§ Given records

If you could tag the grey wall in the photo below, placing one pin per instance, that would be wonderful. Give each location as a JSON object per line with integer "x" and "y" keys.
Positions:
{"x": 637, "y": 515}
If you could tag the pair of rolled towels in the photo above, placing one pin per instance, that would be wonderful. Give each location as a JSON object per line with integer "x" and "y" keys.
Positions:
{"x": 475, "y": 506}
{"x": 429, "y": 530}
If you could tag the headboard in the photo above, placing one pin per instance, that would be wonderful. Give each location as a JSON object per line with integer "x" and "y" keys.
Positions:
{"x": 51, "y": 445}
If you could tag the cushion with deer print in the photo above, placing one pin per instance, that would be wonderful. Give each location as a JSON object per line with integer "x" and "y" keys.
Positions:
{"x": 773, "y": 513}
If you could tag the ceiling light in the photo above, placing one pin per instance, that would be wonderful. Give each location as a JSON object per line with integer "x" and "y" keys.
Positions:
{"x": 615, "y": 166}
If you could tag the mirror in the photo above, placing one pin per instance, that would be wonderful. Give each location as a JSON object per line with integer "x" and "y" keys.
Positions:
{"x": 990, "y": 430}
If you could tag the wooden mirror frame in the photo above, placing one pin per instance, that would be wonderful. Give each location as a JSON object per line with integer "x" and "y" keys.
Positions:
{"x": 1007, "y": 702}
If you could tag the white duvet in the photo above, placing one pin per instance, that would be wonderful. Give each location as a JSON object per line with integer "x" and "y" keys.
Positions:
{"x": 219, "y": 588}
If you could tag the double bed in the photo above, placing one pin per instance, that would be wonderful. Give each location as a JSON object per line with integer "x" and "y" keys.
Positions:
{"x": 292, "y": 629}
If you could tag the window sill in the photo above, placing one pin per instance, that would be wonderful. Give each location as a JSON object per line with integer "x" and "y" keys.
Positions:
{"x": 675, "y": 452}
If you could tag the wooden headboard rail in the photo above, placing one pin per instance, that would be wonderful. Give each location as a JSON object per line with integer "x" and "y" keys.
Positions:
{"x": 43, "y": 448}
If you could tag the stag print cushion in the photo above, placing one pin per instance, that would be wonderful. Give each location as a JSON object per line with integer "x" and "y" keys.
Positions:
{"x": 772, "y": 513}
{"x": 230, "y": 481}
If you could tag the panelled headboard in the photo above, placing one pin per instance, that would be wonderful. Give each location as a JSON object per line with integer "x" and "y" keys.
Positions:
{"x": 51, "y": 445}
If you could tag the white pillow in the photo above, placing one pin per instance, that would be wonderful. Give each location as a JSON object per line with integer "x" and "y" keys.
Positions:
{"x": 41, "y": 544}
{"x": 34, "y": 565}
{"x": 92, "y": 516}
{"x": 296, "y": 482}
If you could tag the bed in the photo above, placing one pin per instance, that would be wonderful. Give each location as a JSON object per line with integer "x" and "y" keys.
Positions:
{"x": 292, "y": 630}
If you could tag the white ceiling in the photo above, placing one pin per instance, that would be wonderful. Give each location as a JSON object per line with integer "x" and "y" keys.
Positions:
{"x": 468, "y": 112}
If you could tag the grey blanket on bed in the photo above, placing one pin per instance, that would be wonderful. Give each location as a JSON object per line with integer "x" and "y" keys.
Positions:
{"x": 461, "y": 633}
...
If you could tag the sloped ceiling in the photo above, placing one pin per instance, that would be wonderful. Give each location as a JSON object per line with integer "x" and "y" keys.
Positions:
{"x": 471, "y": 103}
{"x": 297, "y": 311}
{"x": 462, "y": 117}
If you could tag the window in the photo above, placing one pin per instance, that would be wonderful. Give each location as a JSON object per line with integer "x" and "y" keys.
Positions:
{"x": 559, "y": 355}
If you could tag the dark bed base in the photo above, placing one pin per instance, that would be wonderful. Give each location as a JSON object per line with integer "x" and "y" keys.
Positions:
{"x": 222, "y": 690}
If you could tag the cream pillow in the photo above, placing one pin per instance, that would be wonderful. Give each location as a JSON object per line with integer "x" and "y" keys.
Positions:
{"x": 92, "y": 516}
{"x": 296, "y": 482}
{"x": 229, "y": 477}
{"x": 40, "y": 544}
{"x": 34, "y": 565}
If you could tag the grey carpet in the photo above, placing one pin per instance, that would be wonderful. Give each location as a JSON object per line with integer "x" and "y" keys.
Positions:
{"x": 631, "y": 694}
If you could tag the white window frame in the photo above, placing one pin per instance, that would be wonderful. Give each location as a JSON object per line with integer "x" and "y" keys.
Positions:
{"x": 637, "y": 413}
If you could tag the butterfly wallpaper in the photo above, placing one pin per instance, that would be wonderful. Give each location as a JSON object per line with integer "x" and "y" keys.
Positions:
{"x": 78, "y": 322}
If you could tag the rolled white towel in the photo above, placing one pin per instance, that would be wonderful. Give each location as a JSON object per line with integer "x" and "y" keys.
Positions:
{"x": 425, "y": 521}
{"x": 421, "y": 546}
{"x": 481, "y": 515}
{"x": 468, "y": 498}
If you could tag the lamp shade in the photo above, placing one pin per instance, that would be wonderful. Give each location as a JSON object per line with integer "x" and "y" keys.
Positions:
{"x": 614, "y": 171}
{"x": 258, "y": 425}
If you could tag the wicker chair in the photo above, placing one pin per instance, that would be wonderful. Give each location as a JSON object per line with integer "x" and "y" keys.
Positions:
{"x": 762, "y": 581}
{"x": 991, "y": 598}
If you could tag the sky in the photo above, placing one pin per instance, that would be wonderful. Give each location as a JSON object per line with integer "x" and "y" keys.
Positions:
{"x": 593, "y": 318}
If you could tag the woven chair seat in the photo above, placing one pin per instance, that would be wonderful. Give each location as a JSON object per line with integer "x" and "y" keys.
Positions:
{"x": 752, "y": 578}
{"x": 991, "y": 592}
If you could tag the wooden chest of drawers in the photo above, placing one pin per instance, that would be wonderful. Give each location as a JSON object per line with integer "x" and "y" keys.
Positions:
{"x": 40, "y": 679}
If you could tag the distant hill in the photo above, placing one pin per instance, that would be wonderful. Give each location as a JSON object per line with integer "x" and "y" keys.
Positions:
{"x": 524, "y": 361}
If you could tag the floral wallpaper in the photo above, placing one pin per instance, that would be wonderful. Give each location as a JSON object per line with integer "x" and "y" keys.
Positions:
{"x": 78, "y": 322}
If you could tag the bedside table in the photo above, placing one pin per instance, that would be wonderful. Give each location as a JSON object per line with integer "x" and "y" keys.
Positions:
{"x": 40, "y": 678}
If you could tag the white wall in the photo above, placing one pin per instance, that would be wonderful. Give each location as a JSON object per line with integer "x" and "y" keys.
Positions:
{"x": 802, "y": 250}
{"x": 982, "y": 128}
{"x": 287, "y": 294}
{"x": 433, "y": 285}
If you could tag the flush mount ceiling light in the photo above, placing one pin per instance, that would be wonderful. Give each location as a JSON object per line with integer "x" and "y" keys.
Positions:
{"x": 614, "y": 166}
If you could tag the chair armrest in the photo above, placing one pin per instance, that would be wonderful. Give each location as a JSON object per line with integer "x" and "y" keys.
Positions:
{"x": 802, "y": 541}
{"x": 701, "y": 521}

§ Task item
Across the data above, how many lines include the word "wooden"? Give only the number.

§ Output of the exercise
3